((
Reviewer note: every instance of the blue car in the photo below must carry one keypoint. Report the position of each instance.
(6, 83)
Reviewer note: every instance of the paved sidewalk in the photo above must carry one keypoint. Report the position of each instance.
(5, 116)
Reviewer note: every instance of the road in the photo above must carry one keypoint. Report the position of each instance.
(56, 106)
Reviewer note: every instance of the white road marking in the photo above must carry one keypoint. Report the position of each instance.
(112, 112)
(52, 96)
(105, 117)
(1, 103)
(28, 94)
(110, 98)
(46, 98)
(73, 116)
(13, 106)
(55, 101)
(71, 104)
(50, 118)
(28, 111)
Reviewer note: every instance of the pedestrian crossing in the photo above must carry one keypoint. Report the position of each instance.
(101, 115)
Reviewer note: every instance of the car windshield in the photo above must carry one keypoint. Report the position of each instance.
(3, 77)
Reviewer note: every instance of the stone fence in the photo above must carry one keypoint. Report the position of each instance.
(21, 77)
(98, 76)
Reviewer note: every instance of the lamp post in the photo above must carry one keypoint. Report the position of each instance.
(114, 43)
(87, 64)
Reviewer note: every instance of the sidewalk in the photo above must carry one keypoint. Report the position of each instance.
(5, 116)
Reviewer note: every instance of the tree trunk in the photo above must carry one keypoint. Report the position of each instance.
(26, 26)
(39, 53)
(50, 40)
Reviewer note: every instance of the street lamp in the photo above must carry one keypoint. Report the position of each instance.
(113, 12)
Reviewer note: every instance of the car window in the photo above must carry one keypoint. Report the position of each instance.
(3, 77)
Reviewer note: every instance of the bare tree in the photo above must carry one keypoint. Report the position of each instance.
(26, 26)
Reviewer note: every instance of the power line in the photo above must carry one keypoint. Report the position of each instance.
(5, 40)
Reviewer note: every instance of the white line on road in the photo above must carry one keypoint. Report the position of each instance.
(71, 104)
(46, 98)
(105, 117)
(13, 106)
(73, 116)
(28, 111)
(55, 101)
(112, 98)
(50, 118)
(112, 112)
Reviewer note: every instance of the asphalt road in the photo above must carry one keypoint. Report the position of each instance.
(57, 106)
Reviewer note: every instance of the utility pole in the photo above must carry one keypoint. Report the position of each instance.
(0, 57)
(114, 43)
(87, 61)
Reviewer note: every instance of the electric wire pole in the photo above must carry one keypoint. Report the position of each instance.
))
The records above should be returned exactly.

**Task result:**
Reviewer note: every instance of the blue car in the photo below must carry one keypoint. Report the position of each instance.
(6, 83)
Reviewer note: every instance of the paved sidewalk in the photo above must carry one keypoint. Report the position of each instance.
(5, 116)
Reviewer note: every instance of the road in the photo above must carry one keypoint. Report the position of each instance.
(56, 106)
Reviewer note: every instance of the white road marking in the photo above must carry one keypoint. Report the position of each instance.
(112, 112)
(52, 96)
(105, 117)
(1, 103)
(28, 94)
(110, 98)
(46, 98)
(73, 116)
(13, 106)
(55, 101)
(71, 104)
(50, 118)
(28, 111)
Reviewer note: every instance of the pedestrian crossing in the photo above must carry one keypoint. Report the position of each instance.
(101, 115)
Reviewer note: every instance of the car windshield in the photo above must carry one keypoint. Report the position of each instance.
(3, 77)
Reviewer note: every instance of the stone fence in the photo above must carry one keypoint. Report the position of each instance.
(21, 77)
(98, 76)
Reviewer note: every instance of the lamp post in the photo above must carry one keypoint. Report the position of each instance.
(114, 43)
(87, 64)
Reviewer note: every instance of the sidewalk in the photo above must carry one keypoint. Report the position of each instance.
(5, 116)
Reviewer note: every instance of the tree trunk in the photo above must carry one keypoint. Report the position of each instance.
(26, 26)
(39, 53)
(50, 40)
Reviewer note: every instance of the street lamp in the photo above must carry one keypoint. Report the position of each instance.
(113, 12)
Reviewer note: every instance of the car window in the photo above must carry one keypoint. Report the position of each instance.
(3, 77)
Reviewer note: every instance of the bare tree in the photo above must carry one keypoint. Report the position of each instance.
(26, 26)
Reviewer note: every instance of the power line in the photo above must carry one keypoint. Report the position of each instance.
(5, 40)
Reviewer note: every instance of the white line on road in the photo above must carry one keypoint. Report the position of each instance.
(71, 104)
(46, 98)
(105, 117)
(13, 106)
(73, 116)
(28, 111)
(55, 101)
(112, 98)
(50, 118)
(112, 112)
Reviewer note: every instance of the asphalt road in the photo above must carry one keypoint. Report the position of each instance.
(57, 106)
Reviewer note: every instance of the utility pole in the photo above must carry one keypoint. Report the position of each instance.
(0, 57)
(114, 43)
(87, 61)
Reviewer note: every instance of the electric wire pole in the photo above must carry one keypoint. Report the position of each instance.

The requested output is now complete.